Point annotation data

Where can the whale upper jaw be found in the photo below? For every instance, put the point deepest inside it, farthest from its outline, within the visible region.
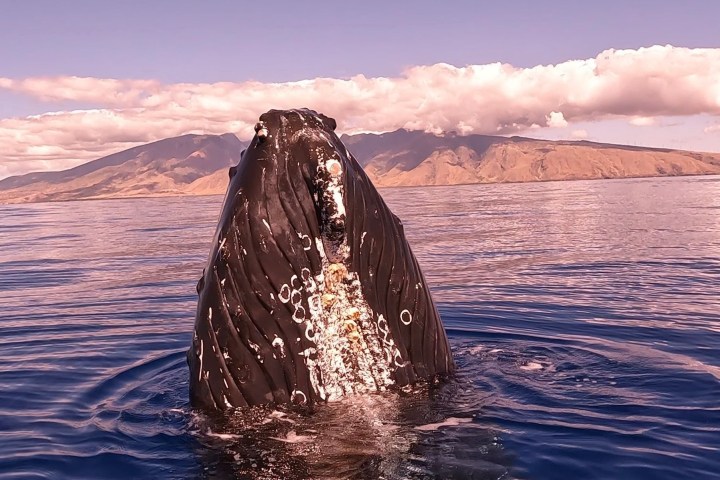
(294, 280)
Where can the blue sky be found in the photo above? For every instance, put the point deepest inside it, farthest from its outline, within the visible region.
(193, 42)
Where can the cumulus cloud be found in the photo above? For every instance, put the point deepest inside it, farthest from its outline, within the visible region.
(556, 120)
(489, 99)
(643, 121)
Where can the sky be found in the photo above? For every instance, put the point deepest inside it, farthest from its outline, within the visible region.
(83, 79)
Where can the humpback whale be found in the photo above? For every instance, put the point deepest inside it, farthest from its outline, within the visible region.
(311, 291)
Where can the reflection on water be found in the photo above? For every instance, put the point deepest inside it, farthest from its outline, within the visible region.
(584, 317)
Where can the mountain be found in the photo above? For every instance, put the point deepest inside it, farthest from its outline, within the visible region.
(405, 158)
(172, 166)
(197, 164)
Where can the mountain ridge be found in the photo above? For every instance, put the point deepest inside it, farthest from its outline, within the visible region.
(197, 164)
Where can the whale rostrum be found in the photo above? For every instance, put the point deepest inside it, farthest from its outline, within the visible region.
(311, 291)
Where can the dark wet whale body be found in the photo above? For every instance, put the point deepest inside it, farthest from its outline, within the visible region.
(311, 290)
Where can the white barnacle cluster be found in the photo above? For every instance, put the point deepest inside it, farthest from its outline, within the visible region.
(352, 347)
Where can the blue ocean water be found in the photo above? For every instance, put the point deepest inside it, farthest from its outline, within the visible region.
(584, 317)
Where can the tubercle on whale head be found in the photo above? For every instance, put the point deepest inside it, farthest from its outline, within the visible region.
(283, 136)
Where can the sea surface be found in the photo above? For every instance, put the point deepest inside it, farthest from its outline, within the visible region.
(584, 318)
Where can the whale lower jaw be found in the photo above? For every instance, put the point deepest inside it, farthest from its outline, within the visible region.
(354, 351)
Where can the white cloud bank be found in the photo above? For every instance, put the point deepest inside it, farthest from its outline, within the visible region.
(489, 99)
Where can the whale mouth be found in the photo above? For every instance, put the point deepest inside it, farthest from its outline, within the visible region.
(352, 352)
(311, 292)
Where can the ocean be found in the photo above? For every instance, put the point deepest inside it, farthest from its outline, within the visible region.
(584, 318)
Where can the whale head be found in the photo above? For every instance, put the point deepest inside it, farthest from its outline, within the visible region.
(311, 291)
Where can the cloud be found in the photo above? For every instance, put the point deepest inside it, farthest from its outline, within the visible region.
(489, 99)
(643, 121)
(556, 120)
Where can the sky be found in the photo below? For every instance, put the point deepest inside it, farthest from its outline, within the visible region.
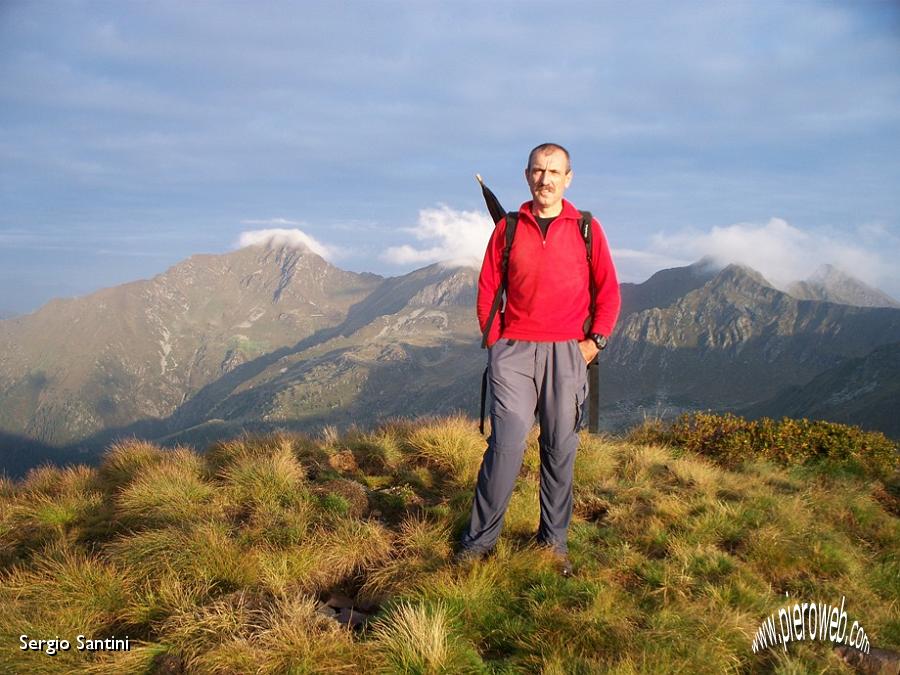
(136, 134)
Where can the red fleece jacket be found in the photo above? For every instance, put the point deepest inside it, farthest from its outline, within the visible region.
(548, 294)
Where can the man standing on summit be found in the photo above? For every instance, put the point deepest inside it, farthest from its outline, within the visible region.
(539, 349)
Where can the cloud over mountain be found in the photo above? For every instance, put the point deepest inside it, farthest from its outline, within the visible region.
(783, 252)
(279, 236)
(458, 237)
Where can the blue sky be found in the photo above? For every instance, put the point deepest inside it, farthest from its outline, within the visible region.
(134, 134)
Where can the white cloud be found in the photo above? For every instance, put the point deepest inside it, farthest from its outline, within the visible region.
(456, 237)
(782, 252)
(285, 237)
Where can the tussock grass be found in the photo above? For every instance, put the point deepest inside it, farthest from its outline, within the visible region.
(171, 491)
(62, 592)
(419, 638)
(205, 552)
(127, 459)
(269, 480)
(215, 562)
(452, 445)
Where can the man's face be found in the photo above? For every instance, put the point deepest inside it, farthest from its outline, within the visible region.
(548, 177)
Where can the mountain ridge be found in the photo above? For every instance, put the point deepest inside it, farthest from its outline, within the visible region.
(276, 336)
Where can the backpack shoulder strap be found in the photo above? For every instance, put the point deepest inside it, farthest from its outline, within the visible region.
(587, 235)
(512, 220)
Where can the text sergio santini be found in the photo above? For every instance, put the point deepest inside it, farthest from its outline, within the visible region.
(82, 644)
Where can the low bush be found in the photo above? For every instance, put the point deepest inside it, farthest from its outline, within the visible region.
(730, 440)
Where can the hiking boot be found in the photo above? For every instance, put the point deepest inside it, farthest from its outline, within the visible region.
(466, 555)
(564, 566)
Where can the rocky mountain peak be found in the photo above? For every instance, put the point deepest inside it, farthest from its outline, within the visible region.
(831, 284)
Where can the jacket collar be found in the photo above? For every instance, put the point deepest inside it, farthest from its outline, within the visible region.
(569, 211)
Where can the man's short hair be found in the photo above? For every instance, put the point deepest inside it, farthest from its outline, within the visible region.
(548, 147)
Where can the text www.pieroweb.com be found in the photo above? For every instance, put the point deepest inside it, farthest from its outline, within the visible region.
(810, 621)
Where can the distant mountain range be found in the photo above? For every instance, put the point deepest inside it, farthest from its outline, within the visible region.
(276, 337)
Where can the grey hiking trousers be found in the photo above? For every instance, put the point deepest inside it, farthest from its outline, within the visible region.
(527, 378)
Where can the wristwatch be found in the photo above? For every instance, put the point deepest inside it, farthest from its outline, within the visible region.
(599, 340)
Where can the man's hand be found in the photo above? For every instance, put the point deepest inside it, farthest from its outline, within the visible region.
(588, 350)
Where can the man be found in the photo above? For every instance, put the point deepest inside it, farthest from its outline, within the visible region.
(539, 350)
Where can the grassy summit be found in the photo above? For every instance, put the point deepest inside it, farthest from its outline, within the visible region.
(220, 562)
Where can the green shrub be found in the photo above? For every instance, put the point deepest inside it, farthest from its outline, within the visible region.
(730, 440)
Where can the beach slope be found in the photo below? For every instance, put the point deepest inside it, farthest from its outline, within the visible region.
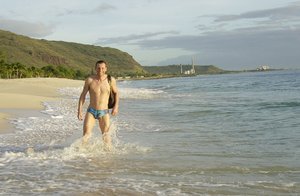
(28, 94)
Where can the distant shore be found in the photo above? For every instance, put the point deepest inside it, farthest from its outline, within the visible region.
(28, 94)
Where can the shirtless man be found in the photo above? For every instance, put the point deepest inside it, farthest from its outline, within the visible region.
(99, 90)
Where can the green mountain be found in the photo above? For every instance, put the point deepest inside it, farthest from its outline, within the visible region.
(34, 52)
(176, 69)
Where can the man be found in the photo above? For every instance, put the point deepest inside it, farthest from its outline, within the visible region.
(99, 88)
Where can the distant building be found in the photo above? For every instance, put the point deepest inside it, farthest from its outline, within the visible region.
(263, 68)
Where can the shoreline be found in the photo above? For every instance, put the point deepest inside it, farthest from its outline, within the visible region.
(19, 97)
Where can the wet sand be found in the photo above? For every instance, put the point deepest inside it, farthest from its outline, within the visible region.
(17, 95)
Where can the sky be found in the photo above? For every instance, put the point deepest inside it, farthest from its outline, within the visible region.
(231, 34)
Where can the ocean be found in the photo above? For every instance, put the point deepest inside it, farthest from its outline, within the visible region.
(230, 134)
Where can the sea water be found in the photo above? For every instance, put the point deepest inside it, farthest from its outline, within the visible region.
(231, 134)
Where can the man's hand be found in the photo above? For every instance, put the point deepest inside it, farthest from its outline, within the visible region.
(79, 115)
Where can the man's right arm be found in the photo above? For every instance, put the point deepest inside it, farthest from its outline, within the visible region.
(82, 98)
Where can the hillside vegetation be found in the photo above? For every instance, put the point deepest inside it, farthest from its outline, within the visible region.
(21, 56)
(39, 53)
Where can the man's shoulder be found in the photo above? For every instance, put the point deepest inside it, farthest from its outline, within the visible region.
(89, 79)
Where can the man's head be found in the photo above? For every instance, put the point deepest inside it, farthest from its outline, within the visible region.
(101, 67)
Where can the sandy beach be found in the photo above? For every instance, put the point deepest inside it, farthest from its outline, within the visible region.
(28, 94)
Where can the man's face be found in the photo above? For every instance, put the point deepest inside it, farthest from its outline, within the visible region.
(101, 68)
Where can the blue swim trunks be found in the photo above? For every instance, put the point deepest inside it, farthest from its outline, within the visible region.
(97, 113)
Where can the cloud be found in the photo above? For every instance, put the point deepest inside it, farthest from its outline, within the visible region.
(30, 29)
(100, 9)
(239, 48)
(282, 13)
(134, 38)
(103, 8)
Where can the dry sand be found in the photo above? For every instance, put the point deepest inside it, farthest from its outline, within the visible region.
(29, 93)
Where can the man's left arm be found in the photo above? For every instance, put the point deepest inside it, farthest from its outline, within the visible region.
(115, 90)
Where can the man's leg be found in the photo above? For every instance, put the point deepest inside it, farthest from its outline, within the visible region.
(104, 124)
(88, 125)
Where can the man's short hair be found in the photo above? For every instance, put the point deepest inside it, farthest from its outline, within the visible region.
(99, 62)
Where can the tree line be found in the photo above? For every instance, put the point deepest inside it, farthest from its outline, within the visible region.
(18, 70)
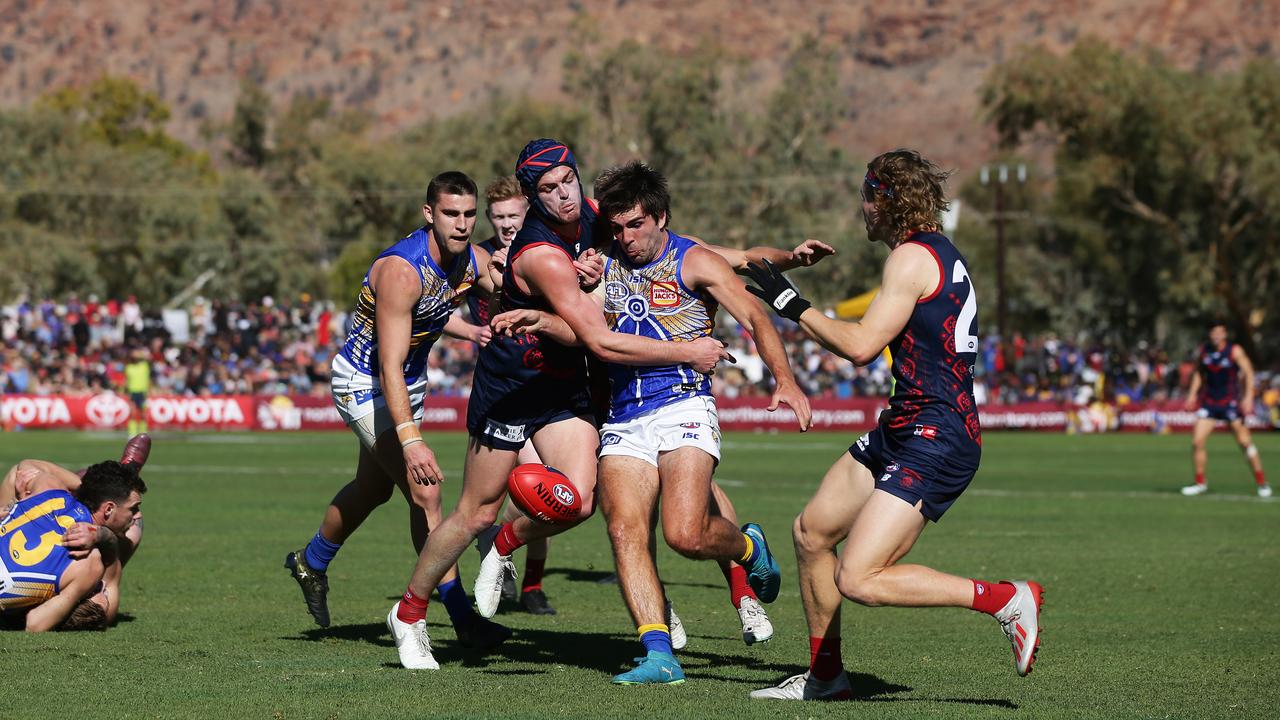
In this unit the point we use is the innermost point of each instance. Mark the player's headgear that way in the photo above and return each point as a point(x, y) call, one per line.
point(535, 159)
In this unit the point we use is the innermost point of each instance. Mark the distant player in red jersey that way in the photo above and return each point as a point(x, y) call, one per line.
point(1221, 373)
point(920, 458)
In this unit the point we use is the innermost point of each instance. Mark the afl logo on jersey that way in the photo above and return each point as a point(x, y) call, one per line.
point(615, 290)
point(636, 308)
point(664, 295)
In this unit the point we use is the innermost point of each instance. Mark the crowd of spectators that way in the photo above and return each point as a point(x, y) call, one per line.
point(214, 347)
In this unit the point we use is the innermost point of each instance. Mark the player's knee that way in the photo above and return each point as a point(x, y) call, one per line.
point(807, 541)
point(858, 587)
point(686, 541)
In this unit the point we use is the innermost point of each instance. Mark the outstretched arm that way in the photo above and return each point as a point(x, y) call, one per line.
point(707, 272)
point(808, 253)
point(910, 273)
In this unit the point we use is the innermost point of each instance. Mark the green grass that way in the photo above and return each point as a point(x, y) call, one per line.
point(1156, 606)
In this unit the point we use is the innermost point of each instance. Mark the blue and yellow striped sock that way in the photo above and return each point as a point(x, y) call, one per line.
point(656, 637)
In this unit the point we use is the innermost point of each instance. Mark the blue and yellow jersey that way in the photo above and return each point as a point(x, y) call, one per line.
point(31, 540)
point(653, 301)
point(443, 290)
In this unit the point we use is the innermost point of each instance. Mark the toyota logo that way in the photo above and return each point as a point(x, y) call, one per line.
point(106, 410)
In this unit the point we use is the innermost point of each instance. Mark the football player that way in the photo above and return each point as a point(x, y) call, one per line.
point(894, 481)
point(1223, 384)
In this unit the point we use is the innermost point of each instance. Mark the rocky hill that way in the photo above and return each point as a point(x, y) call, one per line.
point(909, 68)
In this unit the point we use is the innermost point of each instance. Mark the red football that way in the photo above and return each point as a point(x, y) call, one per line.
point(544, 493)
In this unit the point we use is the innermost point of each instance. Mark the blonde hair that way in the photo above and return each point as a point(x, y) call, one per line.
point(906, 188)
point(502, 188)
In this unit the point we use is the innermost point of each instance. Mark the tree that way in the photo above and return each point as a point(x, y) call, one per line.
point(1175, 169)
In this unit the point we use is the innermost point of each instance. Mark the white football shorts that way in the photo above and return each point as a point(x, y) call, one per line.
point(359, 399)
point(686, 423)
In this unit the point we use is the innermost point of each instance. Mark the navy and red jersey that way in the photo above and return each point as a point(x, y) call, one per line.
point(478, 305)
point(933, 358)
point(508, 363)
point(1220, 376)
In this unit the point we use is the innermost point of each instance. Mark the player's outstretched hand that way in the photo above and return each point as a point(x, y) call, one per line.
point(705, 352)
point(80, 540)
point(791, 396)
point(776, 291)
point(420, 465)
point(810, 251)
point(497, 264)
point(590, 268)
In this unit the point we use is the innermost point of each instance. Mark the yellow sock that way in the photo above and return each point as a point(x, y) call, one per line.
point(650, 628)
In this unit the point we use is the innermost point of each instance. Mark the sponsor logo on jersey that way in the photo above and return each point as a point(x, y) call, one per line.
point(502, 431)
point(664, 295)
point(615, 290)
point(927, 432)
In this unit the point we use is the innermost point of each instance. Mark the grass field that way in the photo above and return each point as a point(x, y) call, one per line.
point(1156, 606)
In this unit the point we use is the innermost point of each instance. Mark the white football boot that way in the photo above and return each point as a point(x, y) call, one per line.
point(493, 570)
point(755, 624)
point(803, 687)
point(411, 642)
point(1019, 618)
point(679, 638)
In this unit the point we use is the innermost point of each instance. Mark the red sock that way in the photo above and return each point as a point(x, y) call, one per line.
point(737, 586)
point(990, 597)
point(534, 568)
point(507, 542)
point(411, 607)
point(824, 661)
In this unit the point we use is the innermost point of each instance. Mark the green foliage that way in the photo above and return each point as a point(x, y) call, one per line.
point(1164, 199)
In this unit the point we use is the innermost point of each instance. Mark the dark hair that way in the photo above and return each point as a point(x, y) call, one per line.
point(109, 482)
point(908, 191)
point(620, 188)
point(449, 182)
point(87, 615)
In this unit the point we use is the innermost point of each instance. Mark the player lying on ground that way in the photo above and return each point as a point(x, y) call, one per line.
point(926, 449)
point(64, 542)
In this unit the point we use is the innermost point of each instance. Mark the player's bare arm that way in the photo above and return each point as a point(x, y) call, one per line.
point(77, 582)
point(1242, 359)
point(808, 253)
point(1193, 392)
point(708, 272)
point(398, 288)
point(458, 328)
point(910, 273)
point(551, 272)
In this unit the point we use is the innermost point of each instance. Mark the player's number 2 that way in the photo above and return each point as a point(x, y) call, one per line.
point(965, 342)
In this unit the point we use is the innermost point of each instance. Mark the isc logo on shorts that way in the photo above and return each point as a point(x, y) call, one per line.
point(663, 295)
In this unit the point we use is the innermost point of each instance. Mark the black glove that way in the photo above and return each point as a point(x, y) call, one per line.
point(776, 291)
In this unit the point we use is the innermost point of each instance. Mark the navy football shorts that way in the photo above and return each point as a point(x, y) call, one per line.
point(919, 469)
point(510, 420)
point(1228, 413)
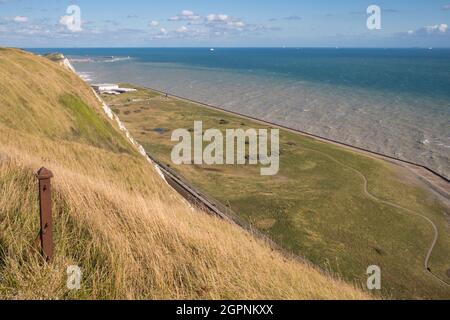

Problem description
Output as a numbered list the lines of the data starting with the line with "the player's number" and going on through the line with "point(663, 295)", skipping any blank lines.

Exercise output
1. In this unit the point we use is the innermost point of each instance. Mark the player's number 2 that way in the photo above and return each point as a point(x, y) call, one per line.
2. point(965, 342)
3. In this unit the point we use is the innermost point of each instance. Mark the isc logo on shorts that way in the photo above and return each point as a point(x, y) call, one per line.
4. point(663, 295)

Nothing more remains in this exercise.